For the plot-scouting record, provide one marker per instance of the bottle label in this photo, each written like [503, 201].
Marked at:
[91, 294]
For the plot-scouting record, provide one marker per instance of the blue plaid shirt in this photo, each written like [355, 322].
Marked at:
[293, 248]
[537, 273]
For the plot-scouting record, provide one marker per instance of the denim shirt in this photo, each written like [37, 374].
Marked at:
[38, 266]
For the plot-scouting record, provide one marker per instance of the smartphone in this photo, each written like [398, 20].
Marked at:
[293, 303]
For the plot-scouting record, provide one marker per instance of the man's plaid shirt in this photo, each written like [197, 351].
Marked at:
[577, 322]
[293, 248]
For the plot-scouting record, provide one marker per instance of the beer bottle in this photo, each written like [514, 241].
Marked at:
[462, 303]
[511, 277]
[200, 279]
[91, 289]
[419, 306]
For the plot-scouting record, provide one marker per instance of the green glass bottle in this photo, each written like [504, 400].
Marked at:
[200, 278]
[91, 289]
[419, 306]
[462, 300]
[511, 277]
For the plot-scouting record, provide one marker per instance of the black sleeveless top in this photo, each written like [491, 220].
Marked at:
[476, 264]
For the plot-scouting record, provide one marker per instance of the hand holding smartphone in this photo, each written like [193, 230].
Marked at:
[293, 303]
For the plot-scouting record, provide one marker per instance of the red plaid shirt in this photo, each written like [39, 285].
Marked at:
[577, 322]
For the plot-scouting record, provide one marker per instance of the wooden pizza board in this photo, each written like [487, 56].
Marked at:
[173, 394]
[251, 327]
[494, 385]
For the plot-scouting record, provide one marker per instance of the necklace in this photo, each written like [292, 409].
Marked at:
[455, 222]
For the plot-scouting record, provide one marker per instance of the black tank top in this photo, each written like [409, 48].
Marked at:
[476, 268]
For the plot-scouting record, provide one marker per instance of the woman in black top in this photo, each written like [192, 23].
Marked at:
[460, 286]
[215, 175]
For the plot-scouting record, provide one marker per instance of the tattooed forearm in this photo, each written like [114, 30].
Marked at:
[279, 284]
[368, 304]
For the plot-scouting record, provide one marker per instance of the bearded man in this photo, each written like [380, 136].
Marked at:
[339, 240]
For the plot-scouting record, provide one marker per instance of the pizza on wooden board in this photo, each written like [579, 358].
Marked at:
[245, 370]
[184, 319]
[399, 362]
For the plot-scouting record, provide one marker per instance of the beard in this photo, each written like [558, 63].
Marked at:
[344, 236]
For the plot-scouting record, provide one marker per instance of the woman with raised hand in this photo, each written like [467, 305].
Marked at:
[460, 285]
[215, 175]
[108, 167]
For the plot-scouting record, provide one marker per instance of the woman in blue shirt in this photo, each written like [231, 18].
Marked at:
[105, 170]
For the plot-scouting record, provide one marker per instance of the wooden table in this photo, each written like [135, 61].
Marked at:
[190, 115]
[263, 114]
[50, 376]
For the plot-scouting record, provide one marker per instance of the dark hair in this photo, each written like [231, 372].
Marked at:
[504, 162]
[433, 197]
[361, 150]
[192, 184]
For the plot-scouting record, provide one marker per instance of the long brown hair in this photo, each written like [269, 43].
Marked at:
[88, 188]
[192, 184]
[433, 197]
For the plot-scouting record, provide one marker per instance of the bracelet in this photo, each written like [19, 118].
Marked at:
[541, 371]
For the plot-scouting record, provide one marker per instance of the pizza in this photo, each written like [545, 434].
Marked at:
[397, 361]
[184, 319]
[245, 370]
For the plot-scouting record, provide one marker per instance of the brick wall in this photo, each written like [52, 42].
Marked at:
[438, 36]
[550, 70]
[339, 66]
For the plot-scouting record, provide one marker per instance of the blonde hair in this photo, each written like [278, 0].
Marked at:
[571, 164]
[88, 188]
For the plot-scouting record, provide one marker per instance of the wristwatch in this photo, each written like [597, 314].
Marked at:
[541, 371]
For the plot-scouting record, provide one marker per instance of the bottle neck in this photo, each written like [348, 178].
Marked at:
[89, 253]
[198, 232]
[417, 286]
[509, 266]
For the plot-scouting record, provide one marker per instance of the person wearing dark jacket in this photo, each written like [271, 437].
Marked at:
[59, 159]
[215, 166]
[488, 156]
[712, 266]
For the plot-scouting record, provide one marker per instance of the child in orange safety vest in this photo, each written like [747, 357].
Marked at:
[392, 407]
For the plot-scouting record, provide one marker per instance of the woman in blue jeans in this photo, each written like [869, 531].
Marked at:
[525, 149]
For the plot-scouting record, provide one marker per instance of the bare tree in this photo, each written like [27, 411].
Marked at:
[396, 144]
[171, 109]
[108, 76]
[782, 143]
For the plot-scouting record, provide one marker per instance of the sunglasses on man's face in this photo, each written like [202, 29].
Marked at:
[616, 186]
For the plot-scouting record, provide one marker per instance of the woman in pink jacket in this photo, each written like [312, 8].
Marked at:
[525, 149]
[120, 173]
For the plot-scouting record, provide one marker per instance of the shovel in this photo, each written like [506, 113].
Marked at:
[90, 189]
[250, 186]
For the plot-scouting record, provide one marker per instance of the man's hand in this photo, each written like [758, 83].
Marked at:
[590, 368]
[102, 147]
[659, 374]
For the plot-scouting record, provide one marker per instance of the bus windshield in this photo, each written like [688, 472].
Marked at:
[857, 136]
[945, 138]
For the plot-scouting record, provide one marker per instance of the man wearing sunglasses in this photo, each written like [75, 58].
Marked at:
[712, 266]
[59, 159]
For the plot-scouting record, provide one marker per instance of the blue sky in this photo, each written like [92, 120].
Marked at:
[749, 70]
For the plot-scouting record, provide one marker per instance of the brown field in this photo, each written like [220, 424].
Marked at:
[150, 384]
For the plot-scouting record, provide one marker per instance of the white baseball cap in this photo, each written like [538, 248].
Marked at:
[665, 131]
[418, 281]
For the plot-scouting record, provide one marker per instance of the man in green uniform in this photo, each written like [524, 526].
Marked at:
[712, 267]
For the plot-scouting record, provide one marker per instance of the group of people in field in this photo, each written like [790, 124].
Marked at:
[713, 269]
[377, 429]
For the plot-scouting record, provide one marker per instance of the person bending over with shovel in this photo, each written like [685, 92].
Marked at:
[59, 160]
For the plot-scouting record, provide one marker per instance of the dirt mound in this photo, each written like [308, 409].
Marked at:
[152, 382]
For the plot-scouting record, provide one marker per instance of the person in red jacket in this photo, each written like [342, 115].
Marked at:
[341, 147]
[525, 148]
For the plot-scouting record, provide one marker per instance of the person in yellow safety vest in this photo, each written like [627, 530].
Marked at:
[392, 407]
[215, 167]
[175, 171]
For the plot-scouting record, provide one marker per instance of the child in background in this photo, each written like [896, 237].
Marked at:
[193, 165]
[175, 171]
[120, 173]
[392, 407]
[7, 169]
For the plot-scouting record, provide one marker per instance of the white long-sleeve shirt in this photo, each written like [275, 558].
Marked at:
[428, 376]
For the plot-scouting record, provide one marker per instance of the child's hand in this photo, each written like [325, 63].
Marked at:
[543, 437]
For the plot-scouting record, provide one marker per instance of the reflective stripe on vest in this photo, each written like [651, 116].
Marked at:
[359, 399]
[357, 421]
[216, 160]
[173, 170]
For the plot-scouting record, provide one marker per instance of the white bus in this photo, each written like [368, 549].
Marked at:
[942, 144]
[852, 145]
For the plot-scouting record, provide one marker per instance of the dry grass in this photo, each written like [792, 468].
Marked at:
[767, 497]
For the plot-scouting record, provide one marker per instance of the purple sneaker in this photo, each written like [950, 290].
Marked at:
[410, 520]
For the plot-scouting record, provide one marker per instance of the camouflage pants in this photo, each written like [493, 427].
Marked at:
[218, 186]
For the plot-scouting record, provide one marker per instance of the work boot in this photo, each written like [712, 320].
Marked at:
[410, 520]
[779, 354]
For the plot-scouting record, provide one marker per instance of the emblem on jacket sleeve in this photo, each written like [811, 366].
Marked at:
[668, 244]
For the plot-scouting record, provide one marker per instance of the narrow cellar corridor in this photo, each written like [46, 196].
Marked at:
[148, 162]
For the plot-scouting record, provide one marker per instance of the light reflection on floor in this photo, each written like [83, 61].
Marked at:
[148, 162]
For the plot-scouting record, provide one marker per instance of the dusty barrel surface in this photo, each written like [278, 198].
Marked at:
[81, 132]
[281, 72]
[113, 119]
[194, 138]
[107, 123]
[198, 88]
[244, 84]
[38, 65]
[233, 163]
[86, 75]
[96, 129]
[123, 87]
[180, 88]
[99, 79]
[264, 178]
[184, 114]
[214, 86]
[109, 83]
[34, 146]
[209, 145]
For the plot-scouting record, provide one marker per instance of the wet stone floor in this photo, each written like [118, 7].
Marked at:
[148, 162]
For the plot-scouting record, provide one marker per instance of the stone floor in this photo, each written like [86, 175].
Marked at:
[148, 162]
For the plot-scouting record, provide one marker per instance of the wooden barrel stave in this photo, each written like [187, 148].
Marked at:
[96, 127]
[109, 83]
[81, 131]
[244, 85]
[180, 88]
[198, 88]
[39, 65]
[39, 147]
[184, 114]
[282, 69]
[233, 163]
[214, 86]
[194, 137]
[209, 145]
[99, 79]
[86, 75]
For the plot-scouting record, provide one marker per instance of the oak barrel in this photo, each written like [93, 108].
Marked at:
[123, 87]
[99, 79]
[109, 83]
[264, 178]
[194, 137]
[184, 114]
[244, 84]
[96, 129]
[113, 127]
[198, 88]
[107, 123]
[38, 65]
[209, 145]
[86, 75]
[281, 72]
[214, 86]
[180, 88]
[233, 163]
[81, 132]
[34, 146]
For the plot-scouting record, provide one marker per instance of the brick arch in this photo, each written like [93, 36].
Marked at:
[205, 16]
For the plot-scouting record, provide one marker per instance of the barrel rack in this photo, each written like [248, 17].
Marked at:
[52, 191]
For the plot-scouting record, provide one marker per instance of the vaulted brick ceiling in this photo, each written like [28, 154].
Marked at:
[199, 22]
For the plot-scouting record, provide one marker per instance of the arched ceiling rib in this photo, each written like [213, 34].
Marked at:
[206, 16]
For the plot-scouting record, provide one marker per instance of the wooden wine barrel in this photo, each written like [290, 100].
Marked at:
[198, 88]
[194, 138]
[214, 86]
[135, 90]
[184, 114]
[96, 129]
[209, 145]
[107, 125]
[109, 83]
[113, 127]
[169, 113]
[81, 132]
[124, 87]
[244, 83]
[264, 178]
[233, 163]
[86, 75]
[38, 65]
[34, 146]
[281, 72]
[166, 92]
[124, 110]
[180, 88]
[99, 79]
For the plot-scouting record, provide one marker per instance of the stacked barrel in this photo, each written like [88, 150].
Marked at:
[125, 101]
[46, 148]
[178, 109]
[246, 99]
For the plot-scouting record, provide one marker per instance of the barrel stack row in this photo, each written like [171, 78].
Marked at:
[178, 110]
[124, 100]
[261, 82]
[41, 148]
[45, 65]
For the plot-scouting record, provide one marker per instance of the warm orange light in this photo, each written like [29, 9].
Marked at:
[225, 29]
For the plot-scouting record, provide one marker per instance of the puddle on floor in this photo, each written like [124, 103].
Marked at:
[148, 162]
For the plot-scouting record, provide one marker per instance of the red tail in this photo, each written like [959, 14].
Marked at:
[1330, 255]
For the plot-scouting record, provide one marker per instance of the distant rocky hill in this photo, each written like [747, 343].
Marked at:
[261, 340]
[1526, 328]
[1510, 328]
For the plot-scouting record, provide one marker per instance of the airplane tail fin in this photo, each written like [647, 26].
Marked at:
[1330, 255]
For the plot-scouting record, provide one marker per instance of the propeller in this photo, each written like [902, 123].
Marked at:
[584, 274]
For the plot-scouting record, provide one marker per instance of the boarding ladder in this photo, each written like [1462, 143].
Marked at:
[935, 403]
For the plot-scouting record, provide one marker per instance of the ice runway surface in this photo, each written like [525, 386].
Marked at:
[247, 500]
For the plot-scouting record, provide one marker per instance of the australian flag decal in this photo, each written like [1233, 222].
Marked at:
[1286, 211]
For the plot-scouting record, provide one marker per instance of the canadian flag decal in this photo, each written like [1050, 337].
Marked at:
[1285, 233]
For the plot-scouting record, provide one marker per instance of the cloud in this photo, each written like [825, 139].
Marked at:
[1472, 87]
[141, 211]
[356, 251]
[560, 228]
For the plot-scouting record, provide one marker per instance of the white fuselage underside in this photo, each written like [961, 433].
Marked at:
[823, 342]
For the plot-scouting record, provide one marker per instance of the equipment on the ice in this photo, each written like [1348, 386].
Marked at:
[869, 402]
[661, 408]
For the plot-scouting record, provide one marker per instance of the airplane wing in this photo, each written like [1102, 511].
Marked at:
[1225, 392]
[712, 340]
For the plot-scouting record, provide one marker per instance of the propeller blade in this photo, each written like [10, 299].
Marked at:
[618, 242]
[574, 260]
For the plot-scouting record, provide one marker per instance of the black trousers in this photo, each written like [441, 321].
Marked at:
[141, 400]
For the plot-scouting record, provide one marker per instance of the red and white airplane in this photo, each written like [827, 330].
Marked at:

■ **Task item**
Would you output, from the records above, exactly the run of lines that starts at the line containing "like [29, 9]." and ends at the line containing "like [747, 343].", and only that run?

■ **Exercise answer**
For the plot-scouting record, provide one marker per instance of the warm orange light in this photo, each written like [29, 9].
Marked at:
[225, 29]
For the plot-scouting record, provide one marker per instance of the puddle on floor in this photo, each written like [124, 103].
Marked at:
[148, 162]
For the plot-scouting record, provide one marker per instance of the red tail in this photo, each written like [959, 14].
Marked at:
[1330, 255]
For the plot-scouting record, provide one marker per instance of the distant rocky hill in this photo, each written like [747, 343].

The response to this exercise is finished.